## Begin

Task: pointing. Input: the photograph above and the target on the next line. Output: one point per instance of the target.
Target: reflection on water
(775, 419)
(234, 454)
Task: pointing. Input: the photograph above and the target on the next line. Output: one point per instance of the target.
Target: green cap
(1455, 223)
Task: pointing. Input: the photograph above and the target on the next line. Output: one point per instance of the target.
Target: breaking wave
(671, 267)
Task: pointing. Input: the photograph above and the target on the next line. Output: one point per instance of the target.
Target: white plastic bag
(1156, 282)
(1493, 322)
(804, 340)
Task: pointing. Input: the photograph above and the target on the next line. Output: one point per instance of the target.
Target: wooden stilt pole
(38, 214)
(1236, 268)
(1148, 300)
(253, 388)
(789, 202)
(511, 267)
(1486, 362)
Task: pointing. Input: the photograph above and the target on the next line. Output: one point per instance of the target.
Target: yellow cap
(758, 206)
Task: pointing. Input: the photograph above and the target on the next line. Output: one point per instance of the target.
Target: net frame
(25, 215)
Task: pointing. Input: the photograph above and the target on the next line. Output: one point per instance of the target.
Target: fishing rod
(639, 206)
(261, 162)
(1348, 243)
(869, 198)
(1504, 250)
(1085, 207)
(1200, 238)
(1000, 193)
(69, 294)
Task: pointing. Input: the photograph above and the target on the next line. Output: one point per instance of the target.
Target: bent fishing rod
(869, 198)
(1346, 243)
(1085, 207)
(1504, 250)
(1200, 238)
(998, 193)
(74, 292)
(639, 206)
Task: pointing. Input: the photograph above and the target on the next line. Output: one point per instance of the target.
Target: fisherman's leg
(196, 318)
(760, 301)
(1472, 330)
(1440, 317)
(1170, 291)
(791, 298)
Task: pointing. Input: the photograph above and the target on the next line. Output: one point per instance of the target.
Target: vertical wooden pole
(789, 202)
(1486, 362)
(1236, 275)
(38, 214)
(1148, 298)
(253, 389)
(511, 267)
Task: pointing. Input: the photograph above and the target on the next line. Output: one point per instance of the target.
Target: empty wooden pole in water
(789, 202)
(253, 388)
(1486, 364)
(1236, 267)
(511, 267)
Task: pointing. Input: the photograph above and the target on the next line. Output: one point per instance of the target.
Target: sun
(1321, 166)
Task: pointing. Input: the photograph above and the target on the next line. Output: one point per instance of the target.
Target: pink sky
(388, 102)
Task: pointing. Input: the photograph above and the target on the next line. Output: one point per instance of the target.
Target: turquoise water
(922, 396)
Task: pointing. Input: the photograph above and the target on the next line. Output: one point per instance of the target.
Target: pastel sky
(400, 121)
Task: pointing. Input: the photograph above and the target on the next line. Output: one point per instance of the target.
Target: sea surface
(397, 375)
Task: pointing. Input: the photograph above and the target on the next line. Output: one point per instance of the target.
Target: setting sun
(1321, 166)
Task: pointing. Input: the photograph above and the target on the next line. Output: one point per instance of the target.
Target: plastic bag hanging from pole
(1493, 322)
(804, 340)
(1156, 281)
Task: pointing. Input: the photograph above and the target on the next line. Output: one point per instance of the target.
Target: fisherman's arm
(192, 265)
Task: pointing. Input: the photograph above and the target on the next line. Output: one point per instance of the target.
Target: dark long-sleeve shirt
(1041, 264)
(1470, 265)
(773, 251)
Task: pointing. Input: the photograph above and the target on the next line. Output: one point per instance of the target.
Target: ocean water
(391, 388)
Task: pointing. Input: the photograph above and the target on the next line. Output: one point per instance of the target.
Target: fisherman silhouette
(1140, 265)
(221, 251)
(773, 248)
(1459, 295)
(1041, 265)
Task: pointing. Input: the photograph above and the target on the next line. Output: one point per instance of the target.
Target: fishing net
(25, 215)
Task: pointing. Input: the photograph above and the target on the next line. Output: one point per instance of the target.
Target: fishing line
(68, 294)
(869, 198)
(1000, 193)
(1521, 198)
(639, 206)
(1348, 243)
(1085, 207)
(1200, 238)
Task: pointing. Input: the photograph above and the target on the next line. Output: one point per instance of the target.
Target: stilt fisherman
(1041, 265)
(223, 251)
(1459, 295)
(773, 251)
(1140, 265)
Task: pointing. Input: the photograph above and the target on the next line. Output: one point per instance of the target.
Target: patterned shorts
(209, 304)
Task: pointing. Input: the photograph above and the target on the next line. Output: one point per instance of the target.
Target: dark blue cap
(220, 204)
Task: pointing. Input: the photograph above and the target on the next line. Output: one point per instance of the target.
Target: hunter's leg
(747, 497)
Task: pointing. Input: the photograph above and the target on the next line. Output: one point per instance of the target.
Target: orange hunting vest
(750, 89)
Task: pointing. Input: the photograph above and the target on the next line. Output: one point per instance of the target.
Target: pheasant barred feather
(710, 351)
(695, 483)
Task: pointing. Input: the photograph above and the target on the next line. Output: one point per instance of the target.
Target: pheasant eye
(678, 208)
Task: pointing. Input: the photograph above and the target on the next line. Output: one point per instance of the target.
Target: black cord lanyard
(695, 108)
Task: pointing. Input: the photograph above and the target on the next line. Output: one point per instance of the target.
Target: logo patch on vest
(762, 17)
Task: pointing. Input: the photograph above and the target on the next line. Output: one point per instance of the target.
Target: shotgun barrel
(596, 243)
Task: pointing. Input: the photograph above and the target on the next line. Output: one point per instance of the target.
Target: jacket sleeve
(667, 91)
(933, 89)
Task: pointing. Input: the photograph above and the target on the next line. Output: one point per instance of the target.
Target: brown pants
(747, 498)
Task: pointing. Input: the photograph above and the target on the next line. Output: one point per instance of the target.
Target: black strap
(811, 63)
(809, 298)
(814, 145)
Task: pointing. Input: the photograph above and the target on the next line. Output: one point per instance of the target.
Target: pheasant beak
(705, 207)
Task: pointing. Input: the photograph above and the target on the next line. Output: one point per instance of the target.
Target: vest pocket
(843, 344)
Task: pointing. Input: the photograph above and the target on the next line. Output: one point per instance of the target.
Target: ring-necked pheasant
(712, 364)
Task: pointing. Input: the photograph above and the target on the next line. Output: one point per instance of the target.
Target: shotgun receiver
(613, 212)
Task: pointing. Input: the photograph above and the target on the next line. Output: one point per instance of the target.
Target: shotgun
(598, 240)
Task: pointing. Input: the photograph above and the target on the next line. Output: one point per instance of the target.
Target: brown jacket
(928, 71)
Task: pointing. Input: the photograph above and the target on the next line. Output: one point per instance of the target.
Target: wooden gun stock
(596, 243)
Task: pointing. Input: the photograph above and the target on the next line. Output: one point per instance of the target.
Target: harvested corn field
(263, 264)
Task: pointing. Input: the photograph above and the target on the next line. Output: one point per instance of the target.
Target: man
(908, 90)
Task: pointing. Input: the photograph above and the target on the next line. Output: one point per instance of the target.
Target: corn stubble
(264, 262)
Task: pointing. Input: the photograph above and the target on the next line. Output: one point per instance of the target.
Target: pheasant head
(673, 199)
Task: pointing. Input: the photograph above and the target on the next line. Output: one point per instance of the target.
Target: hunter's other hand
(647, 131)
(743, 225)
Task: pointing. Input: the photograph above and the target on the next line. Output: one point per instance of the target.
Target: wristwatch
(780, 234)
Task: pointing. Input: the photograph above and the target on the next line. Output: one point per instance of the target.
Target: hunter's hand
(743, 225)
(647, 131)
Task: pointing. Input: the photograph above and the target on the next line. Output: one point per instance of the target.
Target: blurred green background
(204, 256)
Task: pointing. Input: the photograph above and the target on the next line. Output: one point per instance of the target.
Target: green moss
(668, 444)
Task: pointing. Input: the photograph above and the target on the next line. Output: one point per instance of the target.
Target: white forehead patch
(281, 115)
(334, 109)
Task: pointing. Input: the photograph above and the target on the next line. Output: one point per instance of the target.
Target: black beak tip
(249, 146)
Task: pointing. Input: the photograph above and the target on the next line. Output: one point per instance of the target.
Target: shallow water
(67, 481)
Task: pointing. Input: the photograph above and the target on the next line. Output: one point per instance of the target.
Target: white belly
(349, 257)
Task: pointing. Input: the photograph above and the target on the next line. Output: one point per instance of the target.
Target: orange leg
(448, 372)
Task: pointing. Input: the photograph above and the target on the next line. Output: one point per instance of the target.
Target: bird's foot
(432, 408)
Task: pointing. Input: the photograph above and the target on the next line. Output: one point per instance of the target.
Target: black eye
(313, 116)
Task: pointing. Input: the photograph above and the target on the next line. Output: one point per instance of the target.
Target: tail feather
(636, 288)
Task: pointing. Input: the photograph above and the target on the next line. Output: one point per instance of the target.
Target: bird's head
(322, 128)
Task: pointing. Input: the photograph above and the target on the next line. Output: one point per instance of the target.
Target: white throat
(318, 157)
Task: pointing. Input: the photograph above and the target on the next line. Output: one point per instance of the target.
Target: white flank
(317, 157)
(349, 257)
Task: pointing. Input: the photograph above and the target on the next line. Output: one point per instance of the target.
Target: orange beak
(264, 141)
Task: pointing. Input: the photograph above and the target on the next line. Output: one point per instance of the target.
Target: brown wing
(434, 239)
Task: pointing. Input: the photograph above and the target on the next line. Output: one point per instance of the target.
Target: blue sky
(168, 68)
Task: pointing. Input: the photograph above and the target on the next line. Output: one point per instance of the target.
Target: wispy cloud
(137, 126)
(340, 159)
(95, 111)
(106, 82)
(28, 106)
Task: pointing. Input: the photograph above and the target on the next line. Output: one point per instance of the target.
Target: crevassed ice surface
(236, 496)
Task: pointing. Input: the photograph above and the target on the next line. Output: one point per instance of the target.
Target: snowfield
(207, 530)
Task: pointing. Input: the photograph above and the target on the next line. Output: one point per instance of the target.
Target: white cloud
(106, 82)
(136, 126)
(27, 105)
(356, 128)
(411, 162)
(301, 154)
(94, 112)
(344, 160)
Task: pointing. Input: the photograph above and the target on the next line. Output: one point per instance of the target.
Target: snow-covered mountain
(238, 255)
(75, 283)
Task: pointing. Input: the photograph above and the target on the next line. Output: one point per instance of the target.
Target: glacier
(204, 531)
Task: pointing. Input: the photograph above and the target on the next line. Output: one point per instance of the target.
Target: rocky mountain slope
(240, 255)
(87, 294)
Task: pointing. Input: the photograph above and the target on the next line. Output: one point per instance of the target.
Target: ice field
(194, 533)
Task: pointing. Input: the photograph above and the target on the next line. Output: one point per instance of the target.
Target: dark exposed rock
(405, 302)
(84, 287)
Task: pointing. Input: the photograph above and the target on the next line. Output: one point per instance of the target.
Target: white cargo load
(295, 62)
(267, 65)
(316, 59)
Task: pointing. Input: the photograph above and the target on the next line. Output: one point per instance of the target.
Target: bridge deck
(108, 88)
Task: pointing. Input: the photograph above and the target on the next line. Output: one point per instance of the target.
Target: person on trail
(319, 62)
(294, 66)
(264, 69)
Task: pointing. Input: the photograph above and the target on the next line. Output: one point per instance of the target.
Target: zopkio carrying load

## End

_Goal:_ Copy out each line in the listing above that has the word "mountain" in it.

_Solution to this task:_
Target: snow-covered mountain
Target: rocky mountain slope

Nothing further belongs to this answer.